Recorded data

>> begin

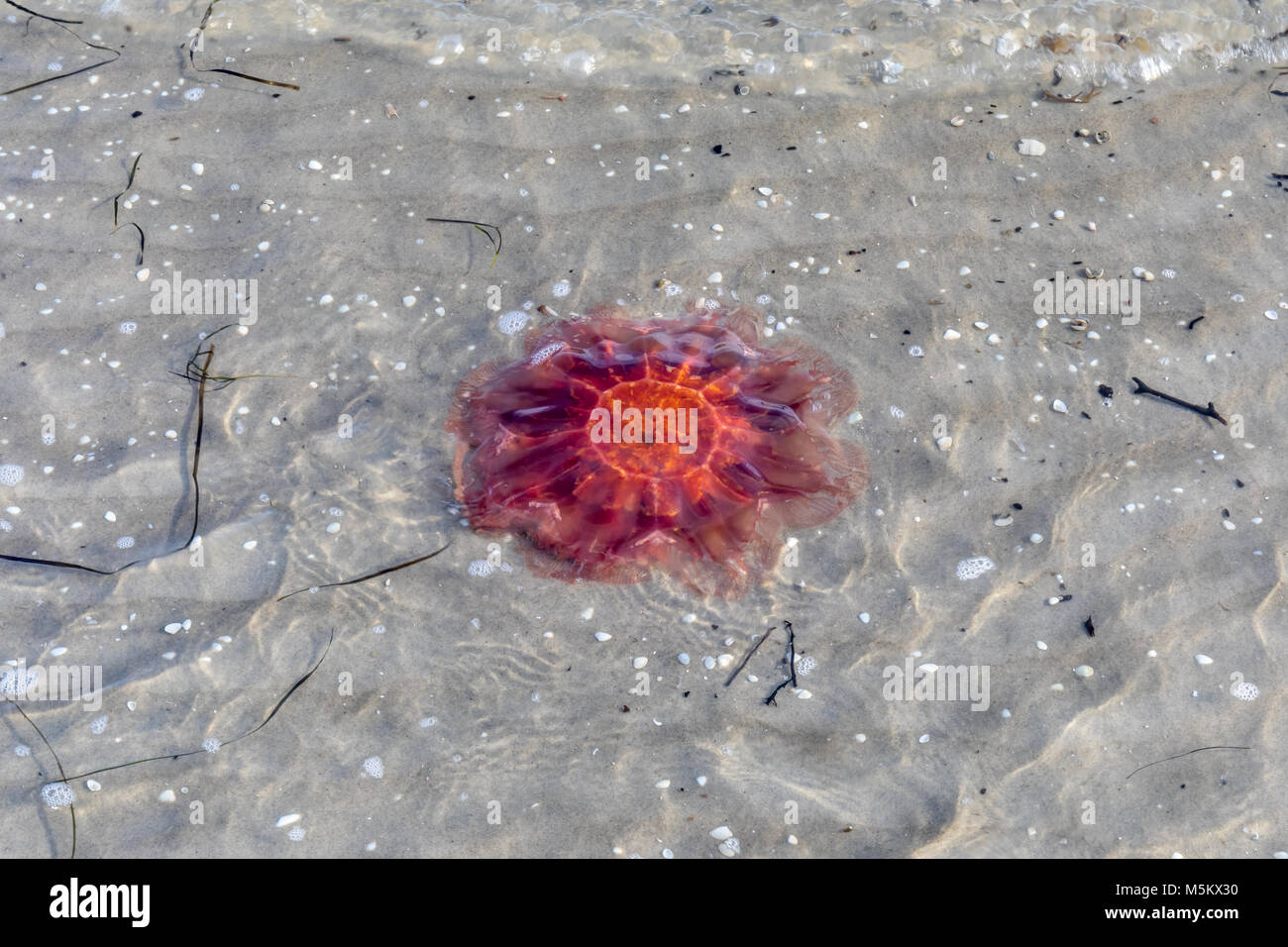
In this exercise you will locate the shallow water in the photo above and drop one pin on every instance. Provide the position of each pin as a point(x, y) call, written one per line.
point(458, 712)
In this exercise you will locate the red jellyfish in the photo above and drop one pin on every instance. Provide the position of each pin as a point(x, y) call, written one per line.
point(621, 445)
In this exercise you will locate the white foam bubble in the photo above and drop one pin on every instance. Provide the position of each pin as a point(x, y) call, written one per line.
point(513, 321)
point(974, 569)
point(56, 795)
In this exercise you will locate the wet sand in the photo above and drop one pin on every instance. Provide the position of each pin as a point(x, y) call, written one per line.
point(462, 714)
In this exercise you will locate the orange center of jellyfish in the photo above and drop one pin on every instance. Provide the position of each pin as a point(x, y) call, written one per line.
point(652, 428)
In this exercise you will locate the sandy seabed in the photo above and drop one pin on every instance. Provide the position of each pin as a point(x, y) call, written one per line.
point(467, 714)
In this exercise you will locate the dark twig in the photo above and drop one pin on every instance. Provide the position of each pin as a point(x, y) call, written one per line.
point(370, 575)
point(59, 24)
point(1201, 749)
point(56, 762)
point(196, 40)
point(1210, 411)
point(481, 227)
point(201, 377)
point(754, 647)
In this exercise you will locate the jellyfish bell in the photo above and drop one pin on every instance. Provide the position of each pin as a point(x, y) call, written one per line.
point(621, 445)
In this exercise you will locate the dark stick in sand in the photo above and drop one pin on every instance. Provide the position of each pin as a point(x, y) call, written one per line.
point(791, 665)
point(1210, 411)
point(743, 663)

>> end

▸ **What you are asked to do**
Put each line of the listing above into a Markdown table with the columns No. and Line, numbering the rows and omitting blank lines. Leave the pictures out.

▸ **Final result**
| No. | Line |
|---|---|
| 1 | In this exercise you will locate the shallow water in the photo above and drop one pin on every instance. Provide the position of each pin as a point(x, y) call, written one per line. |
| 2 | point(458, 712) |
| 3 | In this exercise you will locate the red jellyfish in the photo above and drop one pin on every instance. Provide the position of each pin as a point(x, y) call, written one per line. |
| 4 | point(621, 445) |
| 5 | In this exercise you will locate the white foam bubble in the photo above and drop one pin on every instance. Provide the position of each pin as a point(x, y) call, written one per line. |
| 6 | point(513, 321) |
| 7 | point(974, 569) |
| 8 | point(56, 795) |
| 9 | In this exercise you will locate the wet sand in the photo above and drop one pin on every instance. Provide the position of each pin as a point(x, y) call, written one per line. |
| 10 | point(462, 714) |
| 11 | In this exercise you will locate the orange center of jellyfish in the photo above and drop one pin on every instance. Provide the position of each pin as a point(x, y) call, written one per line. |
| 12 | point(652, 428) |
| 13 | In this exercise you will locate the sandy seabed in the photo above and drop one pin on every instance. Provide the position of each pin as a point(x, y) call, written one per line. |
| 14 | point(467, 714) |
| 15 | In this exercise you will locate the dark twig in the photo above and drop one pin on every instance. Provide the position of each pin as a point(x, y) call, written one per line. |
| 16 | point(370, 575) |
| 17 | point(59, 24) |
| 18 | point(1201, 749) |
| 19 | point(56, 762) |
| 20 | point(196, 40) |
| 21 | point(1210, 411) |
| 22 | point(481, 227) |
| 23 | point(201, 377) |
| 24 | point(754, 647) |
| 25 | In this exercise you will locate the jellyfish bell in the photo above and drop one pin on every instance. Provide the position of each pin as a point(x, y) call, written one per line. |
| 26 | point(621, 445) |
| 27 | In this exercise you will locate the dark stick in sand in the photo above and drop one pin on every instance. Provide the position of each pin as a point(x, y) call, written one per line. |
| 28 | point(791, 665) |
| 29 | point(1210, 411) |
| 30 | point(743, 663) |